What you are asked to do:
Rewrite the items from the start up to and including the line with "box: [32, 61, 199, 229]", replacing "approximate" with "loose" and changing nothing else. Leave the pictures out of the answer.

Records for processing:

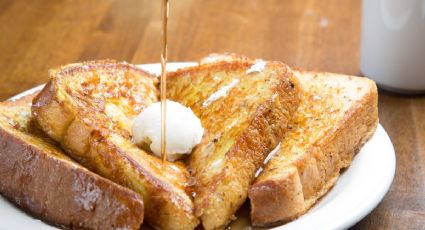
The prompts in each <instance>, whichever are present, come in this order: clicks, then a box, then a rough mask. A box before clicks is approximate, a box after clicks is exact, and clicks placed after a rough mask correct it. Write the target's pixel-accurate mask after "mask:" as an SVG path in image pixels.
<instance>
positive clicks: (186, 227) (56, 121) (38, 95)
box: [32, 61, 199, 229]
mask: <svg viewBox="0 0 425 230" xmlns="http://www.w3.org/2000/svg"><path fill="white" fill-rule="evenodd" d="M103 63H104V62H103V61H101V62H99V63H97V62H89V63H88V64H91V65H94V66H95V65H102V64H103ZM106 63H108V61H107V62H106ZM79 65H84V63H80V64H79ZM79 65H78V63H77V64H71V65H67V66H64V67H61V68H60V69H58V70H53V71H51V75H52V74H53V75H54V74H55V73H57V71H68V70H67V69H66V68H67V67H68V66H70V67H71V68H72V69H71V70H70V71H79V69H80V67H79ZM90 68H96V67H90ZM108 68H109V67H108ZM131 68H135V67H134V66H131ZM142 72H143V71H142ZM143 73H146V72H143ZM148 75H150V74H148ZM52 77H53V76H52ZM56 80H57V79H55V78H54V77H53V78H52V80H51V81H50V82H49V83H48V84H46V86H45V87H44V88H43V90H42V91H41V93H40V94H39V95H38V96H37V97H35V98H34V100H33V106H32V112H33V114H34V116H35V117H36V119H37V121H38V123H39V124H40V126H41V127H42V129H43V130H44V131H45V132H46V133H48V135H49V136H50V137H52V138H53V139H55V140H56V141H58V142H60V143H61V145H62V147H63V148H64V149H65V150H66V151H67V153H68V154H70V155H71V156H72V158H73V159H75V160H77V161H78V162H80V163H81V164H83V165H84V166H86V167H87V168H89V169H90V170H92V171H94V172H96V173H99V174H100V175H102V176H105V177H107V178H109V179H111V180H112V181H114V182H117V183H119V184H121V185H123V186H126V187H129V188H131V189H132V190H133V191H136V192H138V193H139V194H141V195H142V196H143V197H144V203H145V215H146V216H145V220H146V221H147V222H148V223H149V224H151V225H152V226H154V227H158V228H163V229H193V228H195V227H196V226H197V225H198V224H199V220H198V218H197V217H195V215H194V213H193V203H192V200H191V197H190V196H189V195H188V194H186V193H185V191H183V190H182V189H180V188H179V189H180V190H177V188H178V187H176V186H175V185H174V184H172V183H171V182H169V181H166V180H165V179H166V178H164V180H160V179H158V177H157V176H156V172H155V171H150V169H152V168H153V167H152V165H151V164H152V162H146V164H144V165H139V164H138V163H137V162H136V161H135V160H134V159H132V158H131V157H129V156H127V155H128V154H126V152H125V148H121V146H117V145H115V143H112V141H109V139H108V138H110V136H111V135H112V134H111V133H110V132H109V131H108V130H104V129H102V128H99V127H91V126H90V125H87V124H85V122H84V115H82V114H81V111H78V106H75V105H73V104H72V98H69V97H70V96H69V95H67V94H66V93H64V92H61V90H60V89H58V87H57V86H56V84H55V82H54V81H56ZM70 101H71V102H70ZM68 102H69V103H68ZM52 130H54V131H53V132H52ZM74 134H78V135H74ZM115 136H119V135H115ZM73 141H79V142H83V143H84V142H87V143H86V144H85V148H84V149H69V148H66V147H67V146H69V144H70V143H71V142H73ZM140 151H142V150H140ZM146 157H150V158H154V157H153V156H146ZM145 160H146V161H148V159H145ZM111 162H114V164H111ZM170 164H172V163H170ZM123 165H126V166H123ZM128 165H131V166H132V167H127V166H128ZM132 176H134V177H137V178H141V179H140V180H142V181H143V182H140V183H136V180H135V179H134V177H133V178H131V177H132ZM138 180H139V179H138ZM140 180H139V181H140ZM147 187H149V189H147ZM149 193H150V194H149Z"/></svg>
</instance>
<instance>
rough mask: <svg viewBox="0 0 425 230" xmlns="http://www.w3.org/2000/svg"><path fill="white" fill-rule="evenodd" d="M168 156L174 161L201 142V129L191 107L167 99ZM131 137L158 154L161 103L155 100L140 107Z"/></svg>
mask: <svg viewBox="0 0 425 230" xmlns="http://www.w3.org/2000/svg"><path fill="white" fill-rule="evenodd" d="M166 112H167V113H166V129H167V131H166V132H167V136H166V139H167V147H166V153H167V160H169V161H175V160H177V159H179V158H181V157H182V156H184V154H190V153H191V151H192V149H193V147H195V146H196V145H197V144H199V143H200V142H201V139H202V135H203V133H204V129H203V128H202V125H201V121H200V120H199V118H198V117H197V116H196V115H195V114H194V113H193V111H192V110H191V109H190V108H188V107H185V106H184V105H181V104H180V103H177V102H174V101H170V100H167V101H166ZM132 132H133V141H134V142H135V143H136V144H137V145H139V146H149V147H150V149H151V151H152V152H153V153H154V154H155V155H157V156H159V157H160V156H161V103H160V102H156V103H153V104H152V105H150V106H149V107H147V108H146V109H145V110H143V111H142V112H141V113H140V114H139V115H138V116H137V117H136V118H135V119H134V123H133V127H132Z"/></svg>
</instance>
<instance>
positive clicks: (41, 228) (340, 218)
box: [0, 62, 396, 230]
mask: <svg viewBox="0 0 425 230" xmlns="http://www.w3.org/2000/svg"><path fill="white" fill-rule="evenodd" d="M190 65H194V63H190V62H185V63H170V64H169V65H168V66H167V68H168V69H169V70H175V69H177V68H181V67H185V66H190ZM140 67H141V68H143V69H145V70H147V71H150V72H152V73H156V74H158V73H159V71H160V66H159V64H147V65H140ZM41 87H42V86H38V87H35V88H33V89H30V90H28V91H25V92H23V93H21V94H19V95H16V96H15V97H13V98H19V97H22V96H24V95H27V94H30V93H31V92H34V91H36V90H38V89H40V88H41ZM395 165H396V159H395V153H394V148H393V145H392V143H391V141H390V138H389V137H388V135H387V133H386V132H385V130H384V128H383V127H382V126H381V125H378V128H377V130H376V132H375V134H374V135H373V137H372V138H371V139H370V140H369V142H368V143H366V145H365V146H364V147H363V148H362V149H361V151H360V152H359V153H358V154H357V156H356V157H355V158H354V160H353V163H352V165H351V166H350V167H349V168H348V169H347V170H346V171H345V172H344V173H343V174H342V175H341V177H340V179H339V180H338V182H337V183H336V185H335V186H334V187H333V188H332V189H331V190H330V191H329V193H328V194H326V195H325V196H324V197H323V198H322V199H321V200H320V201H319V202H318V203H317V204H316V205H315V206H314V207H313V208H312V209H311V210H310V211H309V212H307V213H306V214H305V215H303V216H302V217H300V218H299V219H297V220H295V221H292V222H290V223H288V224H286V225H283V226H279V227H276V228H274V229H279V230H290V229H291V230H292V229H346V228H349V227H350V226H352V225H354V224H355V223H357V222H358V221H360V220H361V219H362V218H363V217H365V216H366V215H367V214H368V213H370V212H371V211H372V210H373V209H374V208H375V207H376V206H377V205H378V204H379V203H380V202H381V200H382V199H383V197H384V196H385V194H386V193H387V191H388V189H389V187H390V185H391V182H392V181H393V178H394V173H395ZM0 229H2V230H3V229H5V230H9V229H34V230H42V229H43V230H44V229H55V228H53V227H51V226H49V225H47V224H44V223H43V222H41V221H39V220H37V219H34V218H32V217H30V216H29V215H27V214H25V213H24V212H22V211H21V210H19V209H18V208H16V207H15V206H14V205H12V204H10V203H9V202H8V201H6V200H5V199H4V198H3V197H1V196H0Z"/></svg>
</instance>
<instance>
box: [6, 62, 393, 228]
mask: <svg viewBox="0 0 425 230" xmlns="http://www.w3.org/2000/svg"><path fill="white" fill-rule="evenodd" d="M195 65H197V62H169V63H167V67H171V68H170V69H172V71H173V70H176V69H179V68H184V67H188V66H195ZM136 66H137V67H138V68H141V69H143V70H145V71H147V72H151V73H153V74H156V75H158V73H155V72H156V71H152V70H151V69H150V68H156V69H158V68H159V67H160V63H148V64H137V65H136ZM44 85H45V84H40V85H37V86H35V87H33V88H30V89H28V90H25V91H23V92H21V93H18V94H16V95H14V96H12V97H10V98H9V99H6V100H17V99H19V98H21V97H24V96H26V95H29V94H31V93H34V92H36V91H39V90H41V89H42V88H43V87H44ZM378 130H379V131H380V132H382V134H381V135H383V136H382V137H383V138H384V139H385V141H387V142H388V147H389V150H390V151H391V153H388V154H389V155H391V158H392V159H391V165H389V166H390V167H391V168H390V169H389V171H390V173H391V174H390V175H388V177H386V180H385V181H384V182H383V185H381V186H379V187H378V188H379V189H377V191H375V194H374V195H372V196H370V198H369V200H370V201H368V202H365V203H363V204H362V205H359V206H358V207H357V208H356V209H355V211H354V213H352V214H351V215H350V216H347V215H346V216H344V217H343V218H341V219H338V220H335V221H334V222H332V223H331V224H329V225H328V226H327V228H326V229H347V228H349V227H351V226H353V225H354V224H356V223H358V222H359V221H360V220H362V219H363V218H364V217H365V216H367V215H368V214H370V213H371V212H372V211H373V210H374V209H375V208H376V207H377V206H378V205H379V204H380V203H381V202H382V200H383V199H384V197H385V196H386V194H387V193H388V191H389V189H390V187H391V185H392V182H393V180H394V177H395V173H396V154H395V150H394V145H393V143H392V141H391V139H390V137H389V135H388V133H387V132H386V130H385V129H384V127H383V126H382V125H381V124H380V123H378V125H377V127H376V130H375V133H374V134H373V136H372V137H371V138H370V139H372V138H373V137H374V136H375V135H377V133H378ZM369 141H370V140H368V141H367V142H366V143H365V145H366V144H367V143H369ZM362 148H363V147H362ZM348 170H350V167H349V168H348V169H347V170H346V171H348ZM338 181H339V178H338ZM338 181H337V182H338ZM330 191H331V190H330ZM0 196H1V195H0ZM5 199H6V198H5ZM6 200H7V199H6ZM319 202H320V200H319V201H318V203H319ZM14 208H16V209H19V208H18V207H16V206H15V205H14ZM27 215H28V214H27ZM29 217H30V218H34V217H32V216H29ZM34 219H36V220H39V219H37V218H34ZM296 221H297V220H294V221H292V222H289V223H288V224H290V223H293V222H296ZM43 223H44V222H43ZM288 224H284V225H281V226H276V227H274V228H270V229H274V230H279V229H282V230H283V229H292V228H291V227H290V226H288ZM46 225H47V226H49V227H52V226H50V225H48V224H46ZM285 226H287V227H285Z"/></svg>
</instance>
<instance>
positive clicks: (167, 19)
mask: <svg viewBox="0 0 425 230" xmlns="http://www.w3.org/2000/svg"><path fill="white" fill-rule="evenodd" d="M168 10H169V2H168V0H162V9H161V14H162V15H161V16H162V54H161V157H162V162H163V163H165V162H166V161H167V154H166V149H167V141H166V131H167V129H166V100H167V95H166V86H167V82H166V81H167V22H168Z"/></svg>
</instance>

Answer to this task:
The prompts in each <instance>, whichever are present, come in this order: clicks, then a box, then a rough mask. A box before clicks is loose, a box after clicks is exact, and clicks placed after a rough mask correct it. Write the target's pixel-accurate mask after "mask:" as an SVG path in image pixels.
<instance>
positive clicks: (186, 227) (56, 121) (38, 95)
box: [32, 61, 199, 229]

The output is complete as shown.